Problem requirements —
Each line between the one holding "ear in the photo above." and the end of the material below, both included, is to be transcribed word for word, with pictures left out.

Data —

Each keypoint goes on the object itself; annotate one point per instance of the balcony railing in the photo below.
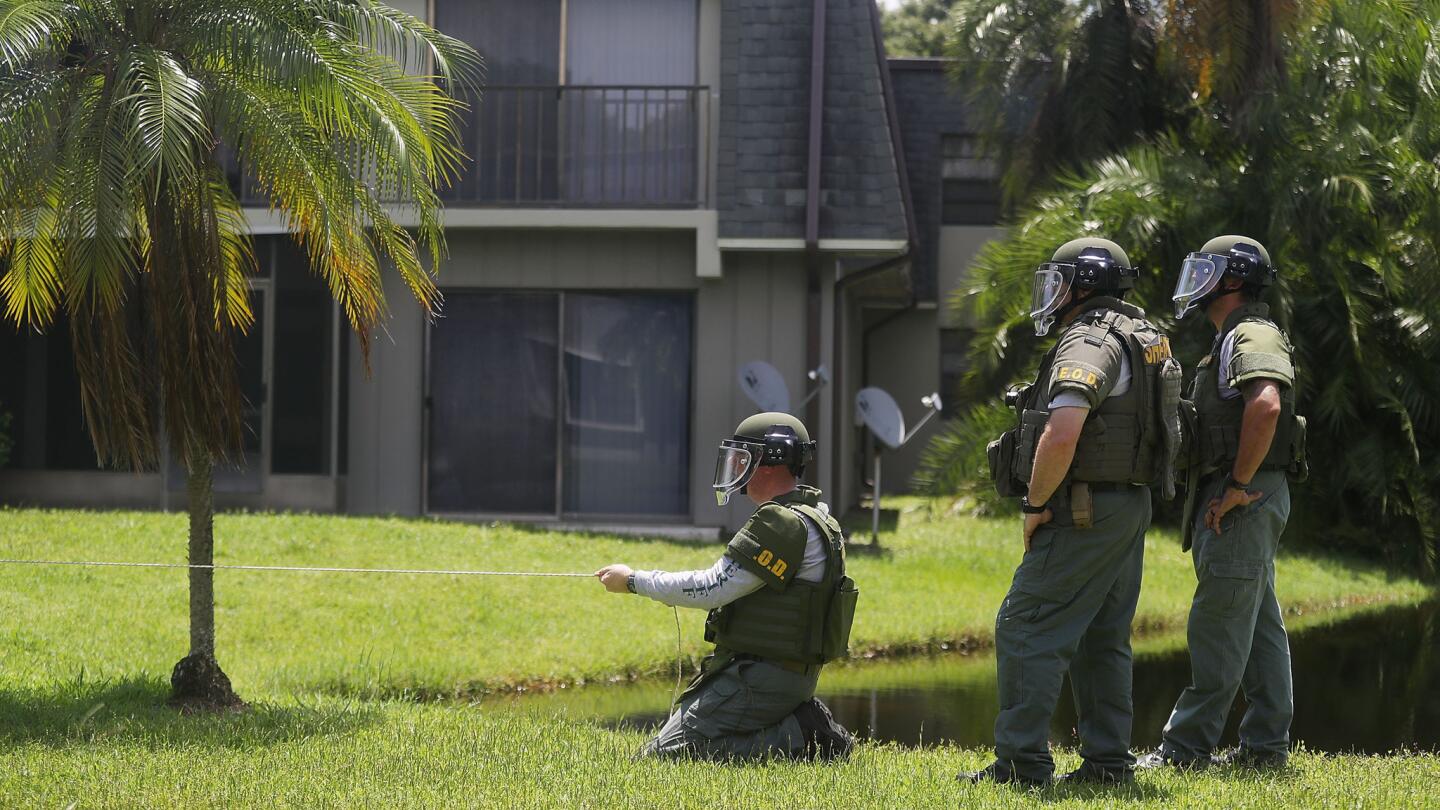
(604, 146)
(573, 147)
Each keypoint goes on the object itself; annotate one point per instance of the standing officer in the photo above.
(1247, 440)
(779, 604)
(1099, 423)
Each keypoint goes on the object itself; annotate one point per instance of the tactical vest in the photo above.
(1129, 438)
(794, 620)
(1217, 440)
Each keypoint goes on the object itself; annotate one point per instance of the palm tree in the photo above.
(1337, 173)
(114, 120)
(1057, 84)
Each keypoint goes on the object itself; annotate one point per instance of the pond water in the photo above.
(1370, 683)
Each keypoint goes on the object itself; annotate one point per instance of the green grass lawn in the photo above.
(327, 662)
(111, 745)
(939, 584)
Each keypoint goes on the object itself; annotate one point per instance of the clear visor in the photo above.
(735, 464)
(1047, 291)
(1198, 277)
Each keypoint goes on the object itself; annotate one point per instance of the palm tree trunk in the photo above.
(198, 681)
(200, 496)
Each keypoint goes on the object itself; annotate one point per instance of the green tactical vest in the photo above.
(1128, 438)
(1218, 420)
(788, 619)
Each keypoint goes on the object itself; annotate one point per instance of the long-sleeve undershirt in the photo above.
(725, 581)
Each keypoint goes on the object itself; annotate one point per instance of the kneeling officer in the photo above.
(779, 604)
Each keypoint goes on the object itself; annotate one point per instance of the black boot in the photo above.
(1089, 773)
(825, 740)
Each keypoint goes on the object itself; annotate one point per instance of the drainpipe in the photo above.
(912, 239)
(812, 169)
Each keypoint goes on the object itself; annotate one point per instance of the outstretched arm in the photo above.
(720, 584)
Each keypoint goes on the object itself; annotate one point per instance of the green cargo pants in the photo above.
(1069, 610)
(745, 711)
(1236, 632)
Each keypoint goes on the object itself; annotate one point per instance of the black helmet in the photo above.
(763, 440)
(1086, 264)
(1223, 257)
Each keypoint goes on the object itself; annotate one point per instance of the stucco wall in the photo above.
(755, 312)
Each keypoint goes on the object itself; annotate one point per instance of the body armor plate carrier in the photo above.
(1129, 438)
(788, 620)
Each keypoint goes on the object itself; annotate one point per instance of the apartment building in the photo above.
(660, 190)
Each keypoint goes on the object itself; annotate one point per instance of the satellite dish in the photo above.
(765, 386)
(882, 415)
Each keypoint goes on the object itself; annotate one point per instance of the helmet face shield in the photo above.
(1198, 277)
(1047, 291)
(735, 463)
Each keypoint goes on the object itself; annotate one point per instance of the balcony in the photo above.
(568, 146)
(596, 146)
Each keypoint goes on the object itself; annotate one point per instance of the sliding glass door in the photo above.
(560, 404)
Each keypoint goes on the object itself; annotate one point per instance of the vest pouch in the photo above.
(714, 623)
(1188, 435)
(838, 619)
(1299, 463)
(1001, 456)
(1031, 425)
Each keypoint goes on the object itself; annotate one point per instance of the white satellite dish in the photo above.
(765, 386)
(879, 411)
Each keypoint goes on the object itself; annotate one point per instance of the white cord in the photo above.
(674, 695)
(317, 570)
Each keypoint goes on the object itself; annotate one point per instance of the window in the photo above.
(969, 183)
(558, 404)
(42, 392)
(304, 365)
(585, 101)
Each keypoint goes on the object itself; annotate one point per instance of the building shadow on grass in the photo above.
(134, 711)
(1110, 796)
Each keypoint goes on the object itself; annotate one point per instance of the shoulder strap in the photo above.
(1098, 329)
(834, 538)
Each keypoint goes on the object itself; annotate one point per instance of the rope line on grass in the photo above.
(300, 568)
(336, 570)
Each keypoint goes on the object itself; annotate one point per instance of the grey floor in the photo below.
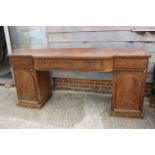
(68, 109)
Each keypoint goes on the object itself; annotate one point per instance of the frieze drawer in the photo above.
(130, 63)
(95, 65)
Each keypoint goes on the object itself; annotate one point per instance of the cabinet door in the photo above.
(25, 84)
(128, 91)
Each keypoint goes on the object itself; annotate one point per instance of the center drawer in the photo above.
(88, 65)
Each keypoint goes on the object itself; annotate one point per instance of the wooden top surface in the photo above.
(89, 53)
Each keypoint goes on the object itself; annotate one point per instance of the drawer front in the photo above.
(88, 65)
(21, 62)
(130, 63)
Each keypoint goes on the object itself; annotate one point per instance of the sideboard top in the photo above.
(82, 53)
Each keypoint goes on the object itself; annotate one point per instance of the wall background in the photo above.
(100, 37)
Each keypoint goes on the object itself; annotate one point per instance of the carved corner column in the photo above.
(129, 87)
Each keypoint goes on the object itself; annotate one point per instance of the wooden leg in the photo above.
(128, 93)
(33, 87)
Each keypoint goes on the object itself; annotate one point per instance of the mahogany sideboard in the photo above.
(32, 68)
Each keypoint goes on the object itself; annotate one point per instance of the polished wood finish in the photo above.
(31, 70)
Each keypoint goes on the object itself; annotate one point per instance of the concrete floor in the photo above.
(68, 109)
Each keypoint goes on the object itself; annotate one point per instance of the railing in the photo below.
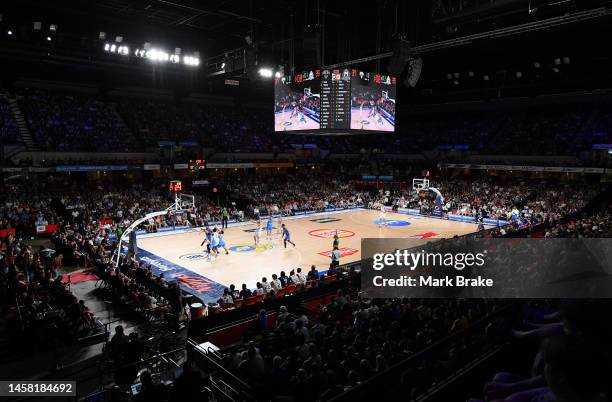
(229, 385)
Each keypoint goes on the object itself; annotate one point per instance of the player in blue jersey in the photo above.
(214, 242)
(269, 228)
(207, 238)
(222, 242)
(287, 236)
(301, 117)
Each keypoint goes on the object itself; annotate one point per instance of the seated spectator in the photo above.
(276, 283)
(313, 274)
(245, 293)
(150, 391)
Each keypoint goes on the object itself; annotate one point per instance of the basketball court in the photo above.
(179, 255)
(283, 121)
(360, 120)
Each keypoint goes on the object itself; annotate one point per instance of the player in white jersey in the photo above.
(257, 234)
(382, 216)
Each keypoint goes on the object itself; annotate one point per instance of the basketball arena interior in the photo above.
(191, 192)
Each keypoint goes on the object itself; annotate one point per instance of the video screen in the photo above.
(297, 102)
(372, 101)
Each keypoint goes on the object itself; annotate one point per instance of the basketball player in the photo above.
(287, 236)
(222, 242)
(301, 117)
(257, 234)
(207, 238)
(280, 226)
(372, 111)
(382, 217)
(294, 110)
(269, 229)
(214, 243)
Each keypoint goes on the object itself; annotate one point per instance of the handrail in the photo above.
(246, 388)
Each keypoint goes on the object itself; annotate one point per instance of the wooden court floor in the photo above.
(313, 236)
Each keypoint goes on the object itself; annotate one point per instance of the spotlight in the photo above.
(191, 61)
(265, 72)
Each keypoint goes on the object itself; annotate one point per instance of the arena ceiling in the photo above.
(283, 33)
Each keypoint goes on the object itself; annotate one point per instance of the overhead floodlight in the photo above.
(191, 61)
(266, 72)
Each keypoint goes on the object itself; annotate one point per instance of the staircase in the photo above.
(130, 139)
(26, 136)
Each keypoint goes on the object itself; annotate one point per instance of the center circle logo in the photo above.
(391, 222)
(247, 248)
(329, 233)
(193, 256)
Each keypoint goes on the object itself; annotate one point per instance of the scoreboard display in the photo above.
(324, 100)
(197, 164)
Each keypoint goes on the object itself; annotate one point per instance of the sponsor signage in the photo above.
(344, 252)
(329, 233)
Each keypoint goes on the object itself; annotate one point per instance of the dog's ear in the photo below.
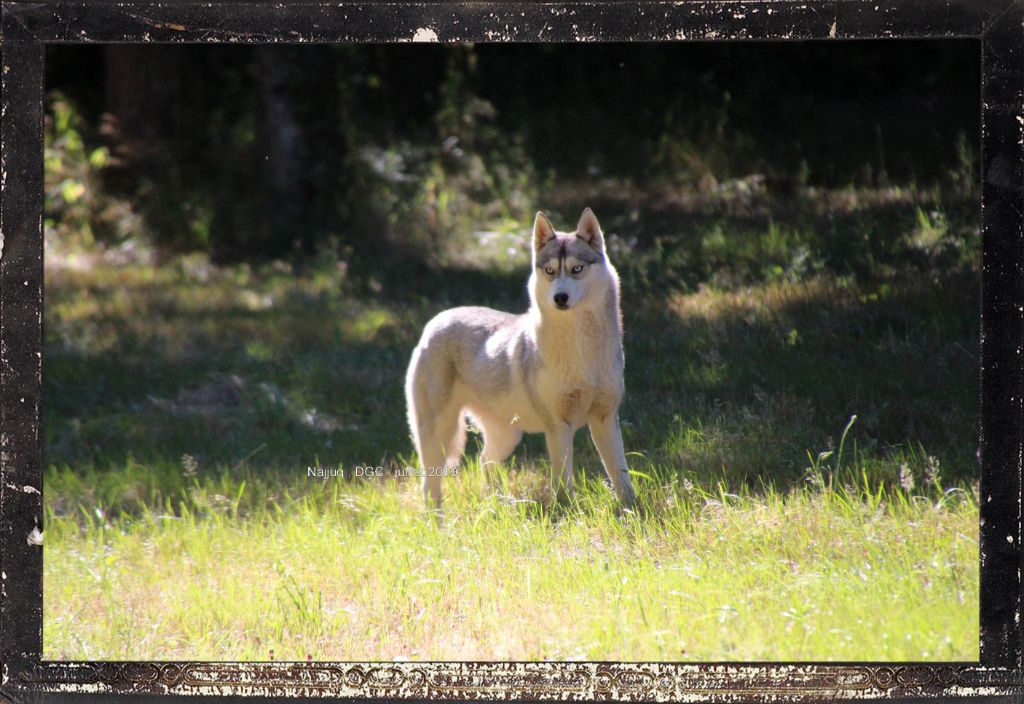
(543, 231)
(590, 230)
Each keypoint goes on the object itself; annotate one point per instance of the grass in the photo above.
(801, 414)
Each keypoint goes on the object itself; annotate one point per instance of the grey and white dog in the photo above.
(551, 369)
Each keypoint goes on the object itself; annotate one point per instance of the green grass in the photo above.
(185, 401)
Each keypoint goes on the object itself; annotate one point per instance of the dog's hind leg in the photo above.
(608, 441)
(500, 439)
(442, 441)
(560, 452)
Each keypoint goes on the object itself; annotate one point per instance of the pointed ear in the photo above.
(543, 231)
(589, 230)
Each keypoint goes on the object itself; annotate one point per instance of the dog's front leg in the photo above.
(608, 441)
(560, 453)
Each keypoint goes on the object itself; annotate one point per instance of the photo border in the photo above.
(26, 28)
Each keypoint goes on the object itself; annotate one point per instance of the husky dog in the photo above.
(552, 369)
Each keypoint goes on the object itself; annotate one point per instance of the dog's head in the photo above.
(569, 268)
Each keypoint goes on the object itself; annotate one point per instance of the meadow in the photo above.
(801, 419)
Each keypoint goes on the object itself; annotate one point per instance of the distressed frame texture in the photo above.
(27, 27)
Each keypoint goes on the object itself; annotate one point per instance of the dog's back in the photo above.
(551, 369)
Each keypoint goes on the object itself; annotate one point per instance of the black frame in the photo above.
(27, 27)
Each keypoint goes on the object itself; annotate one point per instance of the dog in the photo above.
(552, 369)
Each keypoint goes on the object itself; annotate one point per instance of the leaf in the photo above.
(72, 190)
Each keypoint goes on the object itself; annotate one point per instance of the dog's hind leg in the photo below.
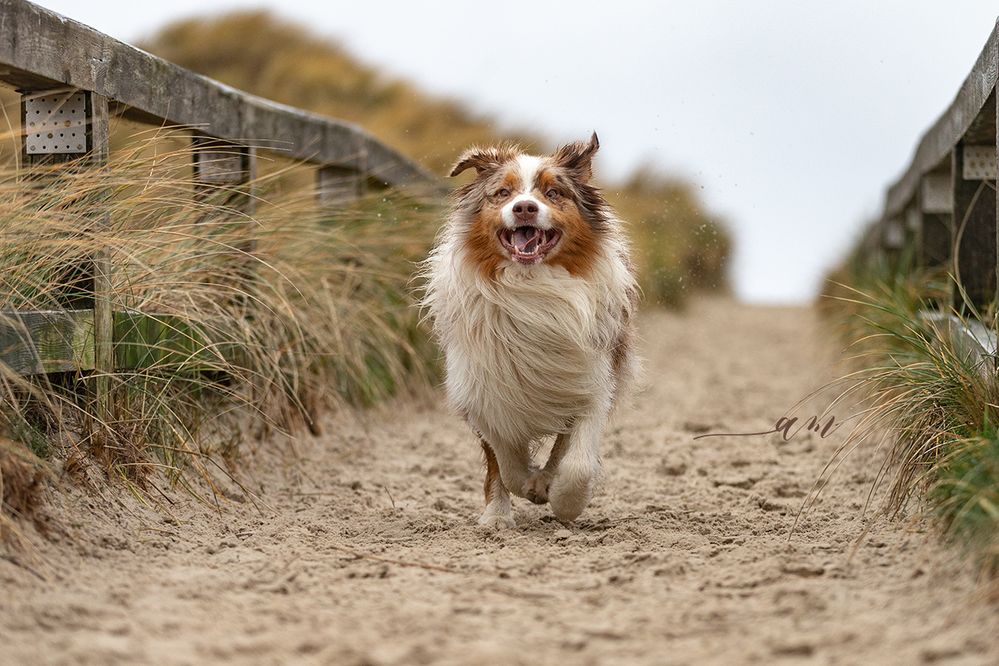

Solution to this exercise —
Each keypoint goes on the object itself; annotate one point per instance of the pointed ear in the photo above.
(543, 231)
(589, 230)
Each keypoint goes on the object itself; annotate one point per instance of the dog's front leg in the photo above.
(608, 441)
(560, 453)
Each keypoint goes on the object itself; annotate one point per instance of the photo border in the photo above.
(26, 28)
Each keypoint goes on the object itself; annotate one point per instance of the husky dog in the photo above.
(552, 369)
Each keypoint goes on the object itself; annotate one point per instance of the dog's head in the photo above.
(569, 268)
Each keypoint goes on the object itself; annotate one point per instance of the meadow in the photo above.
(801, 419)
Each keypoint goes on the object itself; annotate one point per instance of the distressed frame texture in the photo above.
(27, 27)
Each keypoint goes on the object itself; annotate one point per instance of the dog's back in the photo above.
(551, 369)
Each keypoint goes on the object itself; annotate one point per instance of the black frame in the photo above.
(27, 27)
Each keypoint goes on the object itself; annotate one point per instance of the dog in the photo above.
(552, 369)
Each keypoint goes on the object itself; annotate one point per instance of the leaf in the photo above.
(72, 190)
Each keypoint goes on the object itself; annotate one point per instance of the dog's hind leg in the photo below.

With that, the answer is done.